(TASK TO CARRY OUT): Once the pictures are removed, restate the data below word for word.

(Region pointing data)

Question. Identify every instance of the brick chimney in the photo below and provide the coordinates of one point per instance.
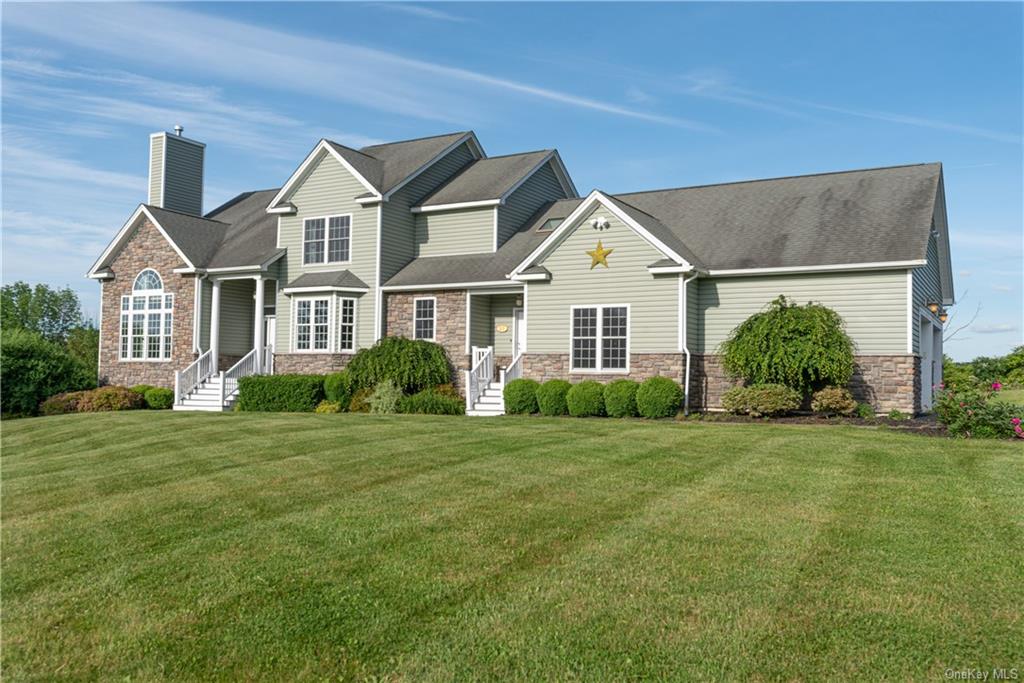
(176, 172)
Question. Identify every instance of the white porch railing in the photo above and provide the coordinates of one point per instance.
(480, 375)
(513, 372)
(186, 380)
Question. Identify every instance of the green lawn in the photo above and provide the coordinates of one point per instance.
(196, 547)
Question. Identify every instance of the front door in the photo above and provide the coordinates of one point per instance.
(519, 332)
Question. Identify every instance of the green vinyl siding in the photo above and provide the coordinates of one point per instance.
(927, 287)
(872, 304)
(458, 231)
(329, 189)
(398, 237)
(540, 188)
(653, 300)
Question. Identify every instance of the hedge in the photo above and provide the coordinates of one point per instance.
(621, 398)
(658, 397)
(586, 399)
(520, 396)
(551, 397)
(281, 393)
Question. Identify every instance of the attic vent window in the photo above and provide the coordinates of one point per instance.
(550, 224)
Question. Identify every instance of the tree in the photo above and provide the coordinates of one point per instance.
(51, 312)
(804, 347)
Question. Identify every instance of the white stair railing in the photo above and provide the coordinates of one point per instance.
(480, 375)
(186, 380)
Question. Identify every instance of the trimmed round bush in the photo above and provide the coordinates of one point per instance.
(412, 364)
(159, 398)
(338, 387)
(586, 399)
(621, 398)
(761, 399)
(551, 397)
(520, 396)
(658, 397)
(834, 400)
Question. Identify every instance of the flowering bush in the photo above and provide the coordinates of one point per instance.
(971, 413)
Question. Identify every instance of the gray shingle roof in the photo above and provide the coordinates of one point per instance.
(485, 178)
(328, 279)
(864, 216)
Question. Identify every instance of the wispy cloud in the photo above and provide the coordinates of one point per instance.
(337, 70)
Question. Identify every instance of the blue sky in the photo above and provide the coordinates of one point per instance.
(635, 96)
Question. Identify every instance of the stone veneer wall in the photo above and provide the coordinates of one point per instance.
(450, 325)
(145, 249)
(309, 364)
(887, 382)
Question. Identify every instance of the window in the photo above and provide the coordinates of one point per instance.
(600, 338)
(423, 319)
(146, 319)
(327, 240)
(312, 325)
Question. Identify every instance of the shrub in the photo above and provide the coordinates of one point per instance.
(761, 399)
(520, 396)
(360, 400)
(621, 398)
(586, 399)
(834, 400)
(551, 397)
(281, 393)
(328, 407)
(159, 398)
(61, 403)
(110, 398)
(658, 397)
(802, 347)
(338, 388)
(33, 370)
(865, 411)
(433, 401)
(385, 398)
(412, 365)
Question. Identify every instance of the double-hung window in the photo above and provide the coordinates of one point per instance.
(424, 317)
(146, 319)
(600, 338)
(327, 240)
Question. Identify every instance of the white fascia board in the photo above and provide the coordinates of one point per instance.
(570, 222)
(457, 205)
(873, 265)
(322, 147)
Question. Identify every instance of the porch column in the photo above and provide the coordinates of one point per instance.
(215, 325)
(258, 342)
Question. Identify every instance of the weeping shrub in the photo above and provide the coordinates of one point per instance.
(412, 364)
(551, 397)
(804, 347)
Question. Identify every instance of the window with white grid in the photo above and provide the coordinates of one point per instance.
(146, 319)
(600, 338)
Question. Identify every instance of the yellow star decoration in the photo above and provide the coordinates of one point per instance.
(599, 255)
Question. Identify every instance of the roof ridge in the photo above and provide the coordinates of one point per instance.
(413, 139)
(780, 177)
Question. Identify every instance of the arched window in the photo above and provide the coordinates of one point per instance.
(146, 319)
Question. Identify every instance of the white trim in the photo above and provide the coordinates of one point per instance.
(433, 337)
(909, 311)
(600, 370)
(322, 147)
(570, 222)
(123, 233)
(456, 205)
(327, 241)
(445, 286)
(869, 265)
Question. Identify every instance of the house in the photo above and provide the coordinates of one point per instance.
(499, 260)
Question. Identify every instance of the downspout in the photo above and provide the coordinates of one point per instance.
(685, 342)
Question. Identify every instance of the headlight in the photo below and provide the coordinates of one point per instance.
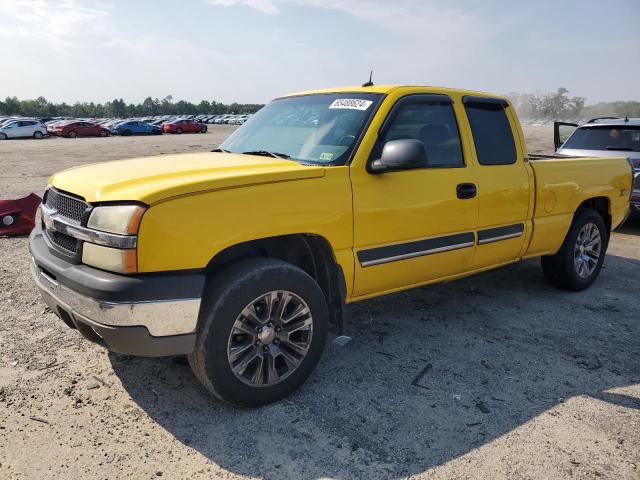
(120, 219)
(111, 259)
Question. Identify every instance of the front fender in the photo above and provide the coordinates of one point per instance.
(187, 232)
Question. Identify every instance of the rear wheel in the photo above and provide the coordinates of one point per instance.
(580, 259)
(261, 332)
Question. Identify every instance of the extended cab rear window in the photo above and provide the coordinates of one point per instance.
(491, 131)
(623, 138)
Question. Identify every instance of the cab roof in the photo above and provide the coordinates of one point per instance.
(386, 89)
(612, 122)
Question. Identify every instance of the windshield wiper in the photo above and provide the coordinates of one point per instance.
(622, 149)
(266, 153)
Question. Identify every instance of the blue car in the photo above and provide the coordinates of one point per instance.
(134, 127)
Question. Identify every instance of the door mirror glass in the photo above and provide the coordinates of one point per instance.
(561, 132)
(404, 154)
(564, 132)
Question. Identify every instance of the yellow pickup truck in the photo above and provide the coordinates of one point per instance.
(243, 258)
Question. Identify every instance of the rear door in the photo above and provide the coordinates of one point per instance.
(505, 182)
(562, 131)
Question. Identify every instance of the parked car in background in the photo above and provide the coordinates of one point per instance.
(134, 127)
(22, 128)
(601, 137)
(73, 129)
(184, 125)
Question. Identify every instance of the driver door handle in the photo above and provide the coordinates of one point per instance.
(466, 190)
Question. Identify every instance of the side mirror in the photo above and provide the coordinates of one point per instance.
(404, 154)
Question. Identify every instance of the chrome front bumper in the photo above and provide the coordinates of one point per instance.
(160, 317)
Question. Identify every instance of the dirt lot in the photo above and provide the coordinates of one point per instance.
(521, 380)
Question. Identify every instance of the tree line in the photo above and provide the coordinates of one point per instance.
(118, 108)
(559, 105)
(546, 106)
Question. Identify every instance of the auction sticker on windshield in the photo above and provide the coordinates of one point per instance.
(351, 103)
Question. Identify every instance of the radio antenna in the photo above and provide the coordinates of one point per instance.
(370, 82)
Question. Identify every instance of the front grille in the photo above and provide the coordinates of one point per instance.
(63, 241)
(66, 206)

(ANSWER BOX):
Question. Identify every instance of the brick chimney in the photo below and provide the coordinates of one point per instance.
(176, 172)
Question. Identify every instance of the white porch railing in the photo above and provide the coordinates of one point per instance.
(480, 375)
(513, 372)
(186, 380)
Question. Identify every instance of the green lawn in the photo above and provide the coordinates of one point per instance.
(196, 547)
Question. Identify every instance of the front door in the photo above and provide the coordinates of one point per instance.
(519, 332)
Question. Identify every instance of the green vinyl siding in the photo above and provide the coordinates of one point per instance.
(927, 287)
(872, 304)
(458, 231)
(329, 189)
(398, 237)
(540, 188)
(653, 300)
Question. Identify every instance of the hedge in the photo above and provide the coordinates of one point per instance.
(621, 398)
(658, 397)
(586, 399)
(520, 396)
(551, 397)
(281, 393)
Question. Identify every instance of the attic vent window in the photo above and provide the coordinates of one point per instance.
(550, 224)
Question. Identify every instance of the tree in the photo above and provide the coordinates of one point per instance.
(51, 312)
(804, 347)
Question. Identify every instance of the white stair railing in the photo above and provide the coordinates of one point per instance.
(480, 375)
(186, 380)
Question. Identify every instance of the trimmed round bush in the photo above and provide the coordinates of one point per instance.
(412, 364)
(159, 398)
(338, 387)
(586, 399)
(621, 398)
(761, 399)
(551, 397)
(520, 396)
(658, 397)
(834, 400)
Question. Identify every instance of the flowering bush in the photo above and provide the coordinates of one point per instance.
(971, 413)
Question. Identify every instance of the gray shingle roof in the photo above and provide the coordinates of one point per instance.
(485, 178)
(328, 279)
(864, 216)
Question. Identify every instance of the wispy cloud in the photo above and provide the coordinates of one point per instance.
(337, 70)
Question. Identify every instance of the blue sky in the photo above and provide the coordinates of one point per instance.
(635, 96)
Question. Identify every instance of the stone veneer wall in the photo above and provide the coordinates of one point per instance.
(450, 325)
(145, 249)
(309, 364)
(887, 382)
Question. Identify every instance of the window in the photo above and provide the coordinates of one point per instance.
(600, 338)
(423, 319)
(146, 319)
(327, 240)
(312, 325)
Question. Identify every instance of the shrub in the photo above and provide the coordinates of one point per instance.
(761, 399)
(520, 396)
(360, 400)
(621, 398)
(586, 399)
(834, 400)
(551, 397)
(281, 393)
(328, 407)
(159, 398)
(61, 403)
(110, 398)
(658, 397)
(802, 347)
(338, 388)
(33, 370)
(865, 411)
(433, 401)
(385, 398)
(412, 365)
Question. Identify every instance of the double-hung window in the photo above and provide the coordinates of one point per instance.
(424, 317)
(146, 319)
(600, 338)
(327, 240)
Question. Identify every instance of the white fascia board in the photo above and provide the coordinates of one point per instance.
(570, 222)
(457, 205)
(873, 265)
(322, 147)
Question. Identify every instance of the porch column in the photo above and provide the coordinates of one point per instance.
(215, 325)
(258, 342)
Question. Identify every instance of the weeping shrub in the photo above and provide the coordinates of one point per instance.
(412, 364)
(551, 397)
(804, 347)
Question. Identify every instance of the window with white grid in the photo above and provide the coordinates of one point per instance.
(146, 319)
(600, 338)
Question. Identify every instance of the yellow star decoration in the photo above and provide the coordinates of one point per instance.
(599, 255)
Question. Identify every instance of the roof ridge in the photo above and provide the coordinates of one point per instance.
(413, 139)
(780, 177)
Question. Identify every instance of the arched window in the photo above and provide the coordinates of one point per instance.
(146, 319)
Question. Identify every instance of the white trim in the photo above and provide the coordinates of one point per instance.
(433, 337)
(909, 311)
(600, 370)
(322, 147)
(570, 222)
(123, 233)
(456, 205)
(327, 241)
(445, 286)
(869, 265)
Question. Identify every instance of the house in the photo above and provide the coordinates of one point per instance.
(499, 260)
Question. Identify every instance of the downspout in the photo above and provide the coordinates of one point per instance.
(685, 342)
Question. Identify every instance of the headlight in the photo below and provide the coordinates of one point per instance.
(120, 219)
(111, 259)
Question. Identify every instance of the front fender in the photo above and provide the coordinates of one point per instance.
(187, 232)
Question. Identify every instance of the rear wheel in the photo above and provide the coordinates of one point per instance.
(580, 259)
(261, 332)
Question. Identify every instance of the extended cab rear window in the photo above and provide the coordinates of one point per instance.
(491, 131)
(623, 138)
Question. Identify every instance of the cab roof in the photo above and provide the coordinates of one point per instance.
(386, 89)
(612, 122)
Question. Identify every instance of the windshield wiper in the photo above and provide the coordinates of one point per instance.
(622, 149)
(266, 153)
Question. Identify every instance of the blue car in the photo above and provide the coordinates of one point per instance.
(134, 127)
Question. Identify every instance of the door mirror glass in the photo above and provide the coordinates of one point per instance.
(561, 132)
(404, 154)
(564, 132)
Question. Identify every instance of the yellow pickup truck in the photo above and provide the coordinates of one point per instance.
(243, 258)
Question. Identify every instance of the rear door in the photo above and provide the coordinates of one point per instance.
(505, 182)
(562, 131)
Question. Identify every instance of the parked car in background in the photo above and provide the coordinates of one point per instance.
(134, 127)
(22, 128)
(601, 137)
(73, 129)
(184, 125)
Question. Identify every instance of the driver door handle in the photo above and provide the coordinates of one point per instance.
(466, 190)
Question. Identify every instance of the side mirror in the photo above and provide the coordinates of one point per instance.
(404, 154)
Question. Identify every instance of the chrome front bumper in the photo above and provide the coordinates of one point per instance.
(160, 317)
Question. Identify every instance of the dirt lot in the photo above and provide the coordinates of one point per instance.
(521, 380)
Question. Identify every instance of the tree line in the photo above and provide the coordinates of one point per instance.
(118, 108)
(559, 105)
(546, 106)
Question. Identify every instance of the auction sticker on windshield in the photo above and provide the coordinates of one point per instance.
(351, 103)
Question. Identify every instance of the radio antenna in the photo above and provide the coordinates of one point per instance.
(370, 82)
Question. Identify every instance of the front grille in the photo above and provide the coordinates of one point per instance.
(63, 241)
(66, 206)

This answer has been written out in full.